#### Short exercise
Rewrite the items from the first one through the line that contains "136), (8, 27)]", with requests included and every answer coordinate offset by -122; leave the sample coordinates in the requests unchanged. Leave the pictures out.

#### Supplied material
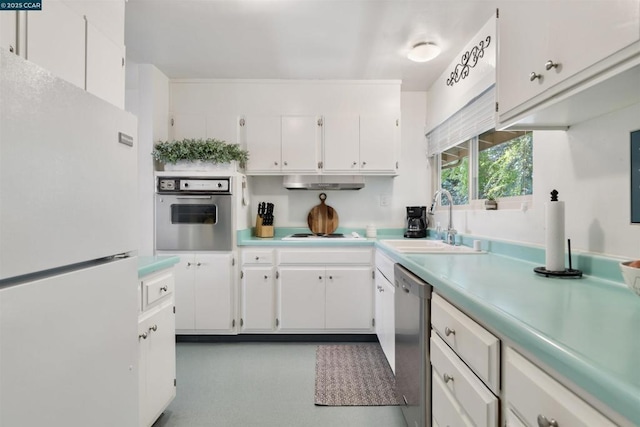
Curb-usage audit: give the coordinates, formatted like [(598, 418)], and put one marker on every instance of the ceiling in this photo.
[(301, 39)]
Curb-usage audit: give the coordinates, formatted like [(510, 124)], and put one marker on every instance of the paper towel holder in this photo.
[(566, 273)]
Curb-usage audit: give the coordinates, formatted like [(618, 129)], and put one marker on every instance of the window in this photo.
[(495, 164)]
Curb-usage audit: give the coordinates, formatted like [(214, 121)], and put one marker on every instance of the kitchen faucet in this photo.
[(451, 232)]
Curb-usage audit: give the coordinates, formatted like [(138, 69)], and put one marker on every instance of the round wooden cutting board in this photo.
[(322, 219)]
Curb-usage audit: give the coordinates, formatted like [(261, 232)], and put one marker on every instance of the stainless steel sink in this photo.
[(427, 247)]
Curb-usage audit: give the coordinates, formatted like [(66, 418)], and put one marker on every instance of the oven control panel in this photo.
[(194, 185)]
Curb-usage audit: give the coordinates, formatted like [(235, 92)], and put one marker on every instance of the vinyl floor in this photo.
[(258, 384)]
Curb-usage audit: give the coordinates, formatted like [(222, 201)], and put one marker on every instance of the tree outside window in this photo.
[(504, 164)]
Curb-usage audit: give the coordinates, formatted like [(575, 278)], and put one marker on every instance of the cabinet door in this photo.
[(302, 298), (385, 322), (258, 299), (535, 396), (56, 41), (223, 127), (105, 67), (160, 362), (262, 139), (349, 298), (300, 143), (185, 293), (341, 144), (560, 31), (214, 292), (379, 136), (8, 27)]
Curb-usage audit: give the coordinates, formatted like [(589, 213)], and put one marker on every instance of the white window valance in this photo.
[(477, 117)]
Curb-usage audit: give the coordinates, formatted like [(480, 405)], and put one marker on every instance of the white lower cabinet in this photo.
[(385, 307), (465, 366), (306, 291), (205, 297), (533, 398), (156, 346), (455, 382)]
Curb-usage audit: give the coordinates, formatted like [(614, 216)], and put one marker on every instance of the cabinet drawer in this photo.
[(477, 347), (325, 256), (531, 393), (385, 265), (157, 287), (257, 257), (469, 392), (445, 410)]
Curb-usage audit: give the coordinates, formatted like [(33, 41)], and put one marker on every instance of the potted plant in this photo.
[(193, 154), (490, 203)]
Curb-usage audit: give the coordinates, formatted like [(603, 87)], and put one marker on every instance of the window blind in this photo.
[(478, 116)]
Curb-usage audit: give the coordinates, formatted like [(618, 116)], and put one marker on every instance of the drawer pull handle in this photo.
[(550, 64), (544, 422)]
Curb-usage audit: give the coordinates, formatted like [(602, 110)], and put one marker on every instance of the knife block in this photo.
[(263, 230)]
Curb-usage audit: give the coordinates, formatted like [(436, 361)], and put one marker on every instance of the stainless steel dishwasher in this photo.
[(413, 373)]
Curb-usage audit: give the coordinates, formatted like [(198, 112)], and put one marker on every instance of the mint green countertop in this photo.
[(151, 264), (585, 329)]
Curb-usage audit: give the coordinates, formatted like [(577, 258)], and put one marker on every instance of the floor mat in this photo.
[(353, 375)]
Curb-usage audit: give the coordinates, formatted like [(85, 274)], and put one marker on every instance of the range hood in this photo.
[(323, 182)]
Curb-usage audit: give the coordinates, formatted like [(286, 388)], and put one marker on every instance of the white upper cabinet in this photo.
[(282, 144), (8, 27), (360, 144), (105, 67), (56, 41), (560, 50), (379, 137)]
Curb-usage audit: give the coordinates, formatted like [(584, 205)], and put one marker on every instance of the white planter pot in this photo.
[(200, 166)]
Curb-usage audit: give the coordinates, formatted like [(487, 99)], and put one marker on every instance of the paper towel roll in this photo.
[(554, 236)]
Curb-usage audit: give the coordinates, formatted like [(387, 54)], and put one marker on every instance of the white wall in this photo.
[(356, 209), (589, 166), (147, 96)]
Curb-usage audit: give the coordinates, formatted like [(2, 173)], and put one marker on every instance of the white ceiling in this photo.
[(301, 39)]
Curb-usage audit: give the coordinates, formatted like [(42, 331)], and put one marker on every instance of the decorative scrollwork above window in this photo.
[(468, 61)]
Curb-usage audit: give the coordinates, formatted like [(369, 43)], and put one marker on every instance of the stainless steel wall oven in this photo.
[(194, 214)]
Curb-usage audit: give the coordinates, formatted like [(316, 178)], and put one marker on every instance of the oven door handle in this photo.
[(194, 197)]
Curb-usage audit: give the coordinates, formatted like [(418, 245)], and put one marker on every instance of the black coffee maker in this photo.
[(416, 222)]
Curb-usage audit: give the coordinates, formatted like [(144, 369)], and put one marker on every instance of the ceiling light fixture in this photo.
[(423, 52)]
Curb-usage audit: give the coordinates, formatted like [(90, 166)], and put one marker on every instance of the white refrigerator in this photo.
[(68, 265)]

#### Response to this task
Curb-usage audit: give the coordinates, formatted like [(598, 418)], and put one marker on every instance of the ceiling in this photo.
[(179, -83)]
Curb-usage audit: give the coordinates, formatted like [(510, 124)], and put one marker on every instance of the paper towel holder in this photo.
[(444, 151)]
Curb-usage audit: give the coordinates, formatted like [(618, 129)], and put one marker on every instance of the window in this photo.
[(373, 42)]
Curb-usage audit: give the coordinates, formatted like [(214, 121)], and put one marker on every instance of the kitchen faucet in this photo.
[(329, 110)]
Curb-usage audit: give the coordinates, formatted like [(138, 69)], and put one marker on every instance of the round wooden cutting board in this photo.
[(200, 97)]
Curb-usage audit: give the coordinates, formatted like [(261, 232)], and put one marker on every instance of the stainless steel sink in this photo.
[(305, 125)]
Curb-usage audit: give the coordinates, formatted like [(66, 418)], and put one marker on every instance of the oven control panel in this photo.
[(72, 63)]
Curb-usage audit: give the coordinates, formatted like [(235, 92)], and put one marker on every instance of the vinyl floor in this photo.
[(136, 262)]
Curb-usage audit: give the coordinates, formatted like [(222, 201)], and put one marker on every instance of the tree outside window in this photo.
[(382, 42)]
Curb-usage audit: give the coordinates, formatted like [(575, 278)], and put one marker on every instance of the cabinet door in this photo.
[(180, 176), (263, 200), (136, 177), (413, 274), (-66, -81), (101, 5), (-17, -55), (38, 240), (140, 17), (227, 176), (178, 21), (63, 171), (219, 22), (438, -91), (92, 170), (257, 14), (-114, -95)]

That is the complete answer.